Most travelers never give the north of Ontario a look, never turn over the map. Myth has it that northern Ontario is an endless tract of conifers, lakes, bogs, mining camps, moose, and mosquitoes. Like all myths it’s true in part, but only in part.
Just north of Algonquin Park is the Near North region of lakes and pristine wilderness areas, such as Temagami, toward the Québec border. Not far from North Bay, the region’s largest center, is Temagami Station. Here, Grey Owl, the Englishman who successfully posed as a native environmentalist writer in the 1930s in the UK and US, lived and wrote.
Cars taper off along northern highways, and settlements are farther apart. Every second vehicle is a logging truck. One of the most popular routes into the wilderness, which Canadians call “bush,” is aboard the Polar Bear Express. It leaves every day but Saturday, late June to late August, from Cochrane, a place of fishing poles and down vests, to the Arctic tidewater towns of Moosonee and Moose Factory. The adventurous bring their own canoes and paddle on to the isolated James Bay outposts.
Lying 296km (184 miles) west of Sudbury, Sault Ste Marie is a cultural and sporting center, whose attractions include the 183km (114-mile) Agawa Canyon train tour (end June to mid-Oct daily) and, for the angler, the largest fish hatchery in Ontario.
Located at the top of the Great Lakes, some 700km (435 miles) north of Sault Ste Marie, Thunder Bay’s location is hard to beat. Surrounded by unspoiled wilderness – a constant source of inspiration to the city’s many artists – it is backdropped by the Nor’Wester Mountains. On its doorstep, a string of islands entice kayakers, sailors, and hikers. The Sleeping Giant, a massive series of mesas at the tip of the Sibley Peninsula, forms an impressive guardian to Thunder Bay’s harbor. With more than 80km (50 miles) of hiking trails, the Sleeping Giant Provincial Park’s backcountry offers a world of peace and solitude.
Farther west still is the Lake of the Woods district and Kenora, a pulp and paper center, near the Manitoba border. This land rivals the Muskokas for resorts and bluewater camping. For those whose idea of Canada is a place where you contract a bush pilot and sea plane and fly in to an isolated cabin for a week or two, Lake of the Woods fits. “Fly-in” resorts are extremely popular, with loons, sunsets, a moose or two, and ads that read, “Ask for Don or Lynn.” Now that’s northern Ontario.

[Information provided]
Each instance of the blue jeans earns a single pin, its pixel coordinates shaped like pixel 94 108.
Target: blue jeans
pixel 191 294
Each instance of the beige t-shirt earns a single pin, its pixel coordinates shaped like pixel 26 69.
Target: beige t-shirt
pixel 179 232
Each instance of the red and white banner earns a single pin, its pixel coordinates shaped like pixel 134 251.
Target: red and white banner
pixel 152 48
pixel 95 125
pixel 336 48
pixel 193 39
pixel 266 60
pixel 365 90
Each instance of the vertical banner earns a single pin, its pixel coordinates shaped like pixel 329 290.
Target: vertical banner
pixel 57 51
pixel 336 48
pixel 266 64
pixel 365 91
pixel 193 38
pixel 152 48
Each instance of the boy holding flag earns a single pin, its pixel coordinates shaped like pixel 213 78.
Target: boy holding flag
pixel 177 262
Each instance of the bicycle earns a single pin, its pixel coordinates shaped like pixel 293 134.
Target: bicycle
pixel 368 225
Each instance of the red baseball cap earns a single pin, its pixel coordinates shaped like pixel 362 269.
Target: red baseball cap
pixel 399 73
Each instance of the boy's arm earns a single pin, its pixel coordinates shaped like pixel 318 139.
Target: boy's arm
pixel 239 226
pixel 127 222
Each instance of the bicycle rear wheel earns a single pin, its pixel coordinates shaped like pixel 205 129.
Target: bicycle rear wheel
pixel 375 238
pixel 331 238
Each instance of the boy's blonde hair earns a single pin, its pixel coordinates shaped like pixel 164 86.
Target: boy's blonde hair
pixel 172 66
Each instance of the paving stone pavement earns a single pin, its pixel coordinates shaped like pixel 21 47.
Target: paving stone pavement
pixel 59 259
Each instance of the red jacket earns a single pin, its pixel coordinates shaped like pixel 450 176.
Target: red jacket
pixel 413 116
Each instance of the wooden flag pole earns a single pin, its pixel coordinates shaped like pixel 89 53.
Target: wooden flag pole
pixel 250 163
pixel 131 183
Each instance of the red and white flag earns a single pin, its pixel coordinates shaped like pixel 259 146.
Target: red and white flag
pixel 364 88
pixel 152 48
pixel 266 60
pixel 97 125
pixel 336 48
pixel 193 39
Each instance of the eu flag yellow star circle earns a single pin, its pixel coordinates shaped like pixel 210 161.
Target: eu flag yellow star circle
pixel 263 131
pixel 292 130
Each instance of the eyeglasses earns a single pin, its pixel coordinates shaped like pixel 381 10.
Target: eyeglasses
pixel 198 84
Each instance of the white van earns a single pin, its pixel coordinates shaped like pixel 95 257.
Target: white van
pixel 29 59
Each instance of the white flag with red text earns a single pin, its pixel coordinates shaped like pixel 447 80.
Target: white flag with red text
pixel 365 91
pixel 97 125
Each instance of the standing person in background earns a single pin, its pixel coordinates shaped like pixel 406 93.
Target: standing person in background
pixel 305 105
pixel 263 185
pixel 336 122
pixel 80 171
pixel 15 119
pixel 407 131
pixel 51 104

[What you have to do]
Write the next part of the text about traveling in northern Ontario, continuing after its closing line about fly-in resorts at Lake of the Woods.

[Task result]
Old Fort William
In northwest Ontario, Thunder Bay’s Fort William Historical Park brings early Canadian history to life, at the inland headquarters of the North West Company (NWC) and what was the world’s largest fur trade post. The fort’s raison d’être was beaver fur, which played a key role in forming the foundations of Canada. Here, in a good year, up to 90,000kg (200,000lbs) of fur (mainly, but not only, beaver) was shipped off to faraway lands to make top hats.
The fort on the Kaministiquia River has 42 historic buildings spread over a 10-hectare (25-acre) site, and is a faithful recreation of the original fort that was operated by the Nor’Westers from 1803 to 1821, with costumed interpreters bringing the early 1800s dramatically to life, whether they’re working on the farm, in the apothecary or in the kitchen. A slice of pivotal Canadian history comes to life even more if you sign up to learn a heritage craft from some of Old Fort William’s gifted artisans – whether it’s the fort’s modern-day tinsmith, fashioning items from hurricane lanterns to foot baths, butter churns, and measuring pots, or the cooper, crafting rawhide drums around wooden frames. Workshops such as these provide marvelous insight into life as it was 200 years ago.